## EXTRAIT FOURNI
============================================================

Le sort de l'accord de Kyoto qui ne pouvait pas être adopté depuis sept ans dépendait entièrement de la décision de la Russie, dont le territoire immense et la part dans les émissions générales de bioxyde de carbone et de gaz à effet de serre sont considérables. Après quelques années de scepticisme de la Russie envers cet accord, Vladimir Poutine l'a tout de même signé à l'automne dernier en échange du soutien de l'adhésion de la Russie à l'OMC. Enfin, la décision de la Russie de rejoindre l'accord de Kyoto - tellement souhaitée par tout le monde - entre en vigueur ce mercredi.

La décision de Vladimir Poutine a suscité l'approbation modérée des partisans européens de cet accord qui a été ensuite noyée par les vagues de critiques émises à l'adresse de la politique appliquée par la Russie. En ce qui concerne l'Amérique du Nord, les approbations avares de la décision de la Russie parvenant du Canada ont fortement contrasté avec le silence total de l'administration américaine qui est hostile aux ententes de Kyoto.

============================================================

[Enregistrements extraits]
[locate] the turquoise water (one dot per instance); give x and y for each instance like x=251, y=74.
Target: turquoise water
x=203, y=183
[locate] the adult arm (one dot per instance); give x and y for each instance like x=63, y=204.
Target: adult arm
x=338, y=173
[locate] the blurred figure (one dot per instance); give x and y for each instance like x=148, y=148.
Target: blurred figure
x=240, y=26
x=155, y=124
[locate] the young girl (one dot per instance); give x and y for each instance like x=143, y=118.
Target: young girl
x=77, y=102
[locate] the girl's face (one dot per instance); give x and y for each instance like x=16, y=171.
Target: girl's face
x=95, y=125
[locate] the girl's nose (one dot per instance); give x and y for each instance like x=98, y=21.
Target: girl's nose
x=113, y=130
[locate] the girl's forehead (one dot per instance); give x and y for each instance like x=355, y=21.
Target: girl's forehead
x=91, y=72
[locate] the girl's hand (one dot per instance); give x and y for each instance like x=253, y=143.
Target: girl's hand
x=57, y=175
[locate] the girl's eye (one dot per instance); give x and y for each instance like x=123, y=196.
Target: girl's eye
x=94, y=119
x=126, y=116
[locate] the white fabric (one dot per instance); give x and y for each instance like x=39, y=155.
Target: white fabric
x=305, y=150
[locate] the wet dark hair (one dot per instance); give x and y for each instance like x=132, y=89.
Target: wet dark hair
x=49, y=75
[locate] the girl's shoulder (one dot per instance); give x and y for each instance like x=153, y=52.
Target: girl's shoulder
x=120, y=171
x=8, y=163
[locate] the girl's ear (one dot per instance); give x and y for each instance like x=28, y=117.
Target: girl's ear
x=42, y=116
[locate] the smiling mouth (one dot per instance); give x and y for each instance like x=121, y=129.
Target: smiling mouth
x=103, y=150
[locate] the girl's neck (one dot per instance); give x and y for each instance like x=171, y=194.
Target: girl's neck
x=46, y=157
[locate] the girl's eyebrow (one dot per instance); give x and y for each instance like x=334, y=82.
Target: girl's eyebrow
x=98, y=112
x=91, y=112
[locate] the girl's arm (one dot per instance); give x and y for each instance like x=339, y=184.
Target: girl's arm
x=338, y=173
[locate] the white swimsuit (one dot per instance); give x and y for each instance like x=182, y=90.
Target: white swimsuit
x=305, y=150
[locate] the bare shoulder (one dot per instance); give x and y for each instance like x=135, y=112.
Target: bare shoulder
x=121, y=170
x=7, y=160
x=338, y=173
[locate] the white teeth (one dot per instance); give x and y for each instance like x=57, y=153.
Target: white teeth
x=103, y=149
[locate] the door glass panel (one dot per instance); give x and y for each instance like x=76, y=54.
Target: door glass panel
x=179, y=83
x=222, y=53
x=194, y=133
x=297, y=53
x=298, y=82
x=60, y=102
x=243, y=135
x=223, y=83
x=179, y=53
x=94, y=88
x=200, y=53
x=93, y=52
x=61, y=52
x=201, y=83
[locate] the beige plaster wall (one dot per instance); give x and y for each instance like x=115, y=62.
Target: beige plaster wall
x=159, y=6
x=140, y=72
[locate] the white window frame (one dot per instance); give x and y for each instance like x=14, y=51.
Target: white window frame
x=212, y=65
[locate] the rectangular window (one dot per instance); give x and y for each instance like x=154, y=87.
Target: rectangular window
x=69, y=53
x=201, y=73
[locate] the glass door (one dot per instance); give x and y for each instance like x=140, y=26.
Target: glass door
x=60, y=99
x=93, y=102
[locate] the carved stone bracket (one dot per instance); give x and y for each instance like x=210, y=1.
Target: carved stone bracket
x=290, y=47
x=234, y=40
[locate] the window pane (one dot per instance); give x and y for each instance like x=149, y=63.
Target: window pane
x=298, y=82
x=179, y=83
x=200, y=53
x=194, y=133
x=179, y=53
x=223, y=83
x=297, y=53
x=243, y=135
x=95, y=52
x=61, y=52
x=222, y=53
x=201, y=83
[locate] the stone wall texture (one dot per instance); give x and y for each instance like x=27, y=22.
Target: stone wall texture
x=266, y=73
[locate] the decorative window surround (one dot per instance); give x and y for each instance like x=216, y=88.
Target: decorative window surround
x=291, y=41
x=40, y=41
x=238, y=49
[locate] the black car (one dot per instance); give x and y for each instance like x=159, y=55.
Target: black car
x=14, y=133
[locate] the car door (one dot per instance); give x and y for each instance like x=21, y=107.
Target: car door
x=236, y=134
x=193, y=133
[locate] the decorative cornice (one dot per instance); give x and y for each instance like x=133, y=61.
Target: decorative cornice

============================================================

## LES CONSIGNES
• A. Recopiez fidèlement un passage du texte sur la Russie et l'accord de Kyoto, en commençant aux mots "Le sort de l'accord" et en vous arrêtant après "vigueur ce mercredi.".
• B. Rédigez la suite du texte sur la Russie et l'accord de Kyoto, à partir de sa dernière phrase.
La liste n'est pas nécessaire ici.

## RÉPONSES
• A.
Le sort de l'accord de Kyoto qui ne pouvait pas être adopté depuis sept ans dépendait entièrement de la décision de la Russie, dont le territoire immense et la part dans les émissions générales de bioxyde de carbone et de gaz à effet de serre sont considérables. Après quelques années de scepticisme de la Russie envers cet accord, Vladimir Poutine l'a tout de même signé à l'automne dernier en échange du soutien de l'adhésion de la Russie à l'OMC. Enfin, la décision de la Russie de rejoindre l'accord de Kyoto - tellement souhaitée par tout le monde - entre en vigueur ce mercredi.

• B.
La décision de la Russie de soutenir l'accord de Kyoto pourrait être une victoire morale sur les Etats-Unis: alors que l'Amérique, riche, affiche son mépris pour l'avenir de notre planète, la Russie, pays plus pauvre, sacrifie ses intérêts à court terme au nom de la santé de la population de toute la Terre à long terme. Les rares Américains qui ont réagi au changement radical de la position de la Russie à l'égard du Protocole ont fait remarquer que le comportement de la Russie sur ce point avait un caractère de façade. Ils ont vivement critiqué aussi bien Vladimir Poutine pour son opportunisme politique que les multiples insuffisances du Protocole.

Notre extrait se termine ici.